WORK TO COMPLETE
Format the material below as a JSON array of strings, one string per line. Drop blank lines and leave out the pictures.

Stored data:
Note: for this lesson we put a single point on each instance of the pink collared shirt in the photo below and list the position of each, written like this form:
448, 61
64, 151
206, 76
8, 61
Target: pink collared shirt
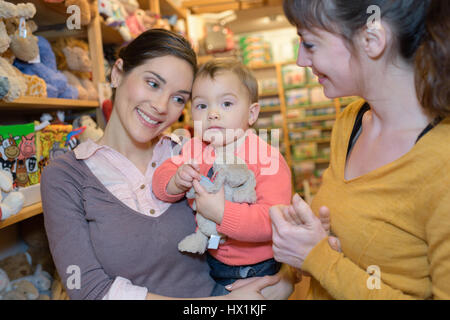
124, 180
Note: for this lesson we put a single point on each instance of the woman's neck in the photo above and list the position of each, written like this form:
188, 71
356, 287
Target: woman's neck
394, 103
117, 138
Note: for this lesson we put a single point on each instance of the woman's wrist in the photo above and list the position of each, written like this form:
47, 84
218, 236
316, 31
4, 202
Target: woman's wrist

RESULT OF THIS TASK
[
  "Note: for this lesson we put a single point on each instance of the pink collared shirt in the photo below and list the position of each, written like this form:",
  "448, 61",
  "64, 151",
  "206, 76",
  "8, 61",
  "Target: pink collared shirt",
  "124, 180",
  "Note: for this lesson we put a single point on each instance of the woman's neck in the photo above and list the position of each, written like this form:",
  "188, 71",
  "356, 287",
  "Target: woman's neck",
  "394, 103",
  "117, 138",
  "Note: for this lesson we put a single point on each instance of the woman's wrist in the photo above and list the position of each, written like this form:",
  "47, 84",
  "218, 236",
  "316, 31",
  "4, 202",
  "Target: woman's wrist"
]